Cachez cette mort que je ne saurais voir
Yazının Türkçe versiyonu:Görmek istemediğimiz ölümleri saklayın!
Le Covid nous rappelle la réalité de ces chiffres, il en fait ressurgir la matérialité dans leur douloureuse réalité. Non, la mort n’est pas que pour les autres, elle est aussi pour nous, même si notre société met tout en place pour que nous l’oubliions.
L’un des aspects les plus frappants de la pandémie du Coronavirus est qu’elle interroge le rapport que nous avons avec la mort. En effet, comme bon nombre de grandes catastrophes, la pandémie fait ressurgir au sein de nos vies ce que nous savons depuis toujours mais que nous essayons de toutes nos forces d’oublier : un jour, il nous faudra mourir.
En d’autres termes, la pandémie a fait réapparaître, dans une civilisation qui, de par ses progrès scientifiques et technologiques, se croyait à l’abri de tout danger, le spectre grimaçant de l’impensable.
Ainsi donc, avec le Covid, nous nous rappelons qu’un minuscule organisme invisible peut nous enlever nos proches, nos amis et en dernier recours notre vie même. Cela est d’autant plus traumatisant pour les pays occidentaux que la mort, tout comme la guerre ou la violence, nous ne la voyions plus depuis longtemps. En effet, depuis la fin de la seconde guerre mondiale, l’Occident a exporté tous ses conflits et sa violence à sa périphérie. Si les conflits armés et leur cortège d’images sanglantes avaient bien, jusqu’à la guerre en ex-Yougoslavie, déserté les terres européennes, les guerres faisaient rage chez nos voisins, ce que nous avons accueilli le plus souvent avec indifférence.
------------------------
(Exercices à traiter):
(a) D'après le texte présenté, depuis quand l'Occident a-t-il exporté ses conflits et sa violence à sa périphérie ?
(b) Selon le texte présenté, pourquoi le Covid est-il particulièrement traumatisant pour les pays occidentaux ? Répondez en une à trois phrases.

(Données fournies):
------------------------
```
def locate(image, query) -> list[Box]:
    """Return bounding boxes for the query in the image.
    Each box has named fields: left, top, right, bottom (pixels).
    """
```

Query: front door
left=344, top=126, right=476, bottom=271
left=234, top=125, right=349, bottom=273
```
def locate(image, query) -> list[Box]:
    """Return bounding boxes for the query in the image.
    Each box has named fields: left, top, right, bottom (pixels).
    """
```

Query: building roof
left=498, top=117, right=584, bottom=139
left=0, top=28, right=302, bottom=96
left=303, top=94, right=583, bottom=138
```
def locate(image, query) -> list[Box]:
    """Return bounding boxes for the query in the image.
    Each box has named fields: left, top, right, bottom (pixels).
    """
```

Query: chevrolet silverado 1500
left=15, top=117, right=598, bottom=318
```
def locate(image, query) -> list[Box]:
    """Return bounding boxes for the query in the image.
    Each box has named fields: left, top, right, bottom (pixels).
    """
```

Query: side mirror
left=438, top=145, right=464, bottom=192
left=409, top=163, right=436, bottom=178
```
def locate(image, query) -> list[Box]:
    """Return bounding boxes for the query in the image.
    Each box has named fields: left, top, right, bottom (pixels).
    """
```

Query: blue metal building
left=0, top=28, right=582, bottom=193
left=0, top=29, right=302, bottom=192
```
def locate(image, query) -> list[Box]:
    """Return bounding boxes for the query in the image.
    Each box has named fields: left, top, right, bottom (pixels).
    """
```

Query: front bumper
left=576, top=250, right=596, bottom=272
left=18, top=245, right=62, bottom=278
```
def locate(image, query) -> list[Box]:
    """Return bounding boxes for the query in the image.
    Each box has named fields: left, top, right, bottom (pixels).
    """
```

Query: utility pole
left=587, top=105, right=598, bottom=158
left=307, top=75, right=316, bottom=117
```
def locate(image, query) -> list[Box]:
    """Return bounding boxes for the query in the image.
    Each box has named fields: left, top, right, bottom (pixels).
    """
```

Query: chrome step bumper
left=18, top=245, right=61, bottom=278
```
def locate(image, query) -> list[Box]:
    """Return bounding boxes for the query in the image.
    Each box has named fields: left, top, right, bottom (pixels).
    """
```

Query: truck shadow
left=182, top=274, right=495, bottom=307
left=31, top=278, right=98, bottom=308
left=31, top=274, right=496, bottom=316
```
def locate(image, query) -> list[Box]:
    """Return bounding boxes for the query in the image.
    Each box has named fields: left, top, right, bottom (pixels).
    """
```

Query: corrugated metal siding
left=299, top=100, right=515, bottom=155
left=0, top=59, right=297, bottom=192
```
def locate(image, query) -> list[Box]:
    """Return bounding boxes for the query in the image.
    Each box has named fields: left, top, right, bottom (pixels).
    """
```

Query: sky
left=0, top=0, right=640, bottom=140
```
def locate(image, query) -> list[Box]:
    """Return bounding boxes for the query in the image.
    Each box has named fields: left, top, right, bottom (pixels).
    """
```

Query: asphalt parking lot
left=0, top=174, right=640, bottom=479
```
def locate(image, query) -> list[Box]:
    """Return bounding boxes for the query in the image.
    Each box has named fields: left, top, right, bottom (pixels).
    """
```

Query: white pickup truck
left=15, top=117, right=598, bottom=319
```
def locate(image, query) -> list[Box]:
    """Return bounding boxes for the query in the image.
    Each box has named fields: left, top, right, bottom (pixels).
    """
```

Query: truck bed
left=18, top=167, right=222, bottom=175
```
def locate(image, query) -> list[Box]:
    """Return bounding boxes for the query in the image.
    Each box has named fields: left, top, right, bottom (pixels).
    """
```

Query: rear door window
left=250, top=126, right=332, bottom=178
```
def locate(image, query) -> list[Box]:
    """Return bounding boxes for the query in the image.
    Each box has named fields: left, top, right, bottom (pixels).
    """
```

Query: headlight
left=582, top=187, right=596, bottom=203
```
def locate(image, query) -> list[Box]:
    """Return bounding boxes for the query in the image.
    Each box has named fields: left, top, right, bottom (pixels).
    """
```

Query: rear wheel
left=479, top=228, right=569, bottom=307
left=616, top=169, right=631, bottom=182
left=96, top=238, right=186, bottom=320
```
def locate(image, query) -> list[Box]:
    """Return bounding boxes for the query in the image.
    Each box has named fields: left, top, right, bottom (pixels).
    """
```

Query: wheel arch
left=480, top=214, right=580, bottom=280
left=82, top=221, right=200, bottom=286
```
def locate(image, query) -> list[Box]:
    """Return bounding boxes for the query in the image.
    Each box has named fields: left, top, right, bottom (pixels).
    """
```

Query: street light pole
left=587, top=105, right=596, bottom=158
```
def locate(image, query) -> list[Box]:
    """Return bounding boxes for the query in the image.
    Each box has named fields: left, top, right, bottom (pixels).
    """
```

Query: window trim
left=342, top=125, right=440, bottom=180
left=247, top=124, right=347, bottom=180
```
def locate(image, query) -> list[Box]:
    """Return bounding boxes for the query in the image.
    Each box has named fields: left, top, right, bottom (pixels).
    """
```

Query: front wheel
------------------------
(Réponses par exercice):
(a) Depuis la fin de la seconde guerre mondiale.

(b) Les pays occidentaux ne voyaient plus la mort depuis longtemps, pas plus que la guerre ou la violence. Depuis la fin de la seconde guerre mondiale, l'Occident avait en effet exporté tous ses conflits et sa violence à sa périphérie.